─── EXTRACT TO READ ───
I saw a link on a website which transferred me to another website and then another website. I lost track of what I was actual looking for, and somehow I ended up on http://www.sockdogs.com. This is one of the cutest hand crafted ideas I have seen this year. “Original Sock Dogs”… the name says it all. Artisan Stacey’s idea arose after a visit in Taiwan where she met a stray dog. In honor of this special dog. and to support her local Humane Society Organization, she started making original sock dogs from scratch.

Read our interview with Stacey, the founder of Original Sock Dogs, and see how an individual can make a difference in animals’ and people’s lives, by doing what she loves to do.

Original Sock Dogs by Stacey

Specializes In: Handmade Collectible Plush Art

Interviewee: Stacey Hsu – Kansas City, Missouri.

How and when did the idea for your business with handmade sock dogs come about?

Every year, my local shelter, the Humane Society of Greater Kansas City, holds a silent and live pet-themed art auction called Art Unleashed. In the past, I donated small paintings and illustrations, but I wanted to make something different in 2005. I found a great book called, of all things, Stupid Sock Creatures (John Murphy). Instead of making “sock monsters” I decided to make sock dogs to fit with the pet-themed auctions.

What is your background as an artist?
───
WHAT THIS EXERCISE ASKS:
A – In the sock dogs interview, what is the name of the pet-themed art auction held by the Humane Society of Greater Kansas City?
B – Continue the sock dogs interview from its last line.
The items below were drawn from a separate source and are unrelated to the sock dogs interview.
─── GIVEN DATA ───
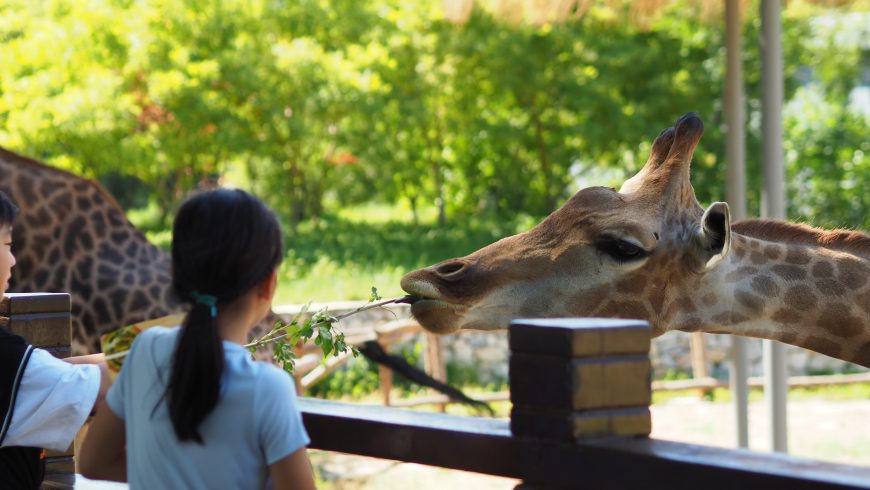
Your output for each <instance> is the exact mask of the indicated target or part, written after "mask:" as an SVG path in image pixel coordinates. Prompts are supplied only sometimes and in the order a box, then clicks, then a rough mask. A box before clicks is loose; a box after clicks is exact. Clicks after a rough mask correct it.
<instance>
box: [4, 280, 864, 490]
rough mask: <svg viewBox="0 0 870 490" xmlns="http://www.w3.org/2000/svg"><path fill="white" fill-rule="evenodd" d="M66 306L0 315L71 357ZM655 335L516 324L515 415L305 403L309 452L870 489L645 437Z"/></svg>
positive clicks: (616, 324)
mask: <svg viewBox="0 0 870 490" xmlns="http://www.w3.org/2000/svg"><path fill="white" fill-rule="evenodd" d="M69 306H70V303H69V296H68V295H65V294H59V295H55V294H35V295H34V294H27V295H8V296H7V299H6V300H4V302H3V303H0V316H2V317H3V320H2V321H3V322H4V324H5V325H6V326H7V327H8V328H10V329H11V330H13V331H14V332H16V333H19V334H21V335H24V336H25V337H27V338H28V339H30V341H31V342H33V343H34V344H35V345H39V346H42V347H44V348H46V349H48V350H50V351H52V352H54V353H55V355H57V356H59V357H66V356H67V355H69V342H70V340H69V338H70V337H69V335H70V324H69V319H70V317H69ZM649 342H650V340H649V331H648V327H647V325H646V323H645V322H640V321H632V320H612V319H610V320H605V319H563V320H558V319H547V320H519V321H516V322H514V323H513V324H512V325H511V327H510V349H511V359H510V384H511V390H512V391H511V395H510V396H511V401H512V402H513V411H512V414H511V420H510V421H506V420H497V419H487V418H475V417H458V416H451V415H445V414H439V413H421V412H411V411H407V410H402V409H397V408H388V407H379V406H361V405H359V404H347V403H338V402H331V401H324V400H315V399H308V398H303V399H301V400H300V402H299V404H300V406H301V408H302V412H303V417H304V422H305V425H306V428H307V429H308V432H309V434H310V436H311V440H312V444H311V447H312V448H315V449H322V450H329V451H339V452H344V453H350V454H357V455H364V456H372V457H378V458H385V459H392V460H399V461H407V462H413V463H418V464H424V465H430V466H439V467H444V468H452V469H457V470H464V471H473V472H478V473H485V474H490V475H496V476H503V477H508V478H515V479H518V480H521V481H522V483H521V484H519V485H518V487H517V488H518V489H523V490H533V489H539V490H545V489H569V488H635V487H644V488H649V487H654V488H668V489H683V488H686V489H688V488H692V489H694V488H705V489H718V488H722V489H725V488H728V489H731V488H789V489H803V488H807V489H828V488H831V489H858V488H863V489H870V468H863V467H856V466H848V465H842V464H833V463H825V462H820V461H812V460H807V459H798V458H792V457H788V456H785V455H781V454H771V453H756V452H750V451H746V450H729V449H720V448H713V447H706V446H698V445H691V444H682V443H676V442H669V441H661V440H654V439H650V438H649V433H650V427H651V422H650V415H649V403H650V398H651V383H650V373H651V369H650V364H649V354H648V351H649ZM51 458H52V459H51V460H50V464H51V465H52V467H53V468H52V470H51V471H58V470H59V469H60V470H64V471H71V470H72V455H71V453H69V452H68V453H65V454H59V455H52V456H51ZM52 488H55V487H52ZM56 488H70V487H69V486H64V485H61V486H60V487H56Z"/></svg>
───
ANSWERS TO EACH TASK:
A – Art Unleashed.

B –
I’ve always enjoyed writing and drawing. When I was 8, I sat in my room and practiced drawing Garfield and Snoopy day and night—mostly to impress my friends and family. I enjoyed drawing so much that I kept up with it, and eventually branched out to other art forms like sculpting, character design and animation.  I have a degree in Advertising, but chose to follow a different path, and worked as an editor, producer and director at Hallmark Cards for 10 years. Now I’m taking care of my kiddos and running my own business from home. (Thank you, Etsy!)

Can you describe to us the material you use for the sock dogs, and the work that goes into making them?

They really are made of socks! (All brand new socks, I might add. I’ve been asked!) Most Original Sock Dogs’ noses are made from big black buttons—there’s just something about those big dog noses! Lately, most of the dogs I’ve been making are customs based on people’s pets. Each one is a new adventure! I learn a little about the dog before I start (personality, etc) and take a good long look at their photos. In a way, I suppose I meditate on all of that before I begin sewing. I want each custom Original Sock Dog to represent the real dog not just in appearance but also in spirit.

What do you love most about handcrafting sock dogs?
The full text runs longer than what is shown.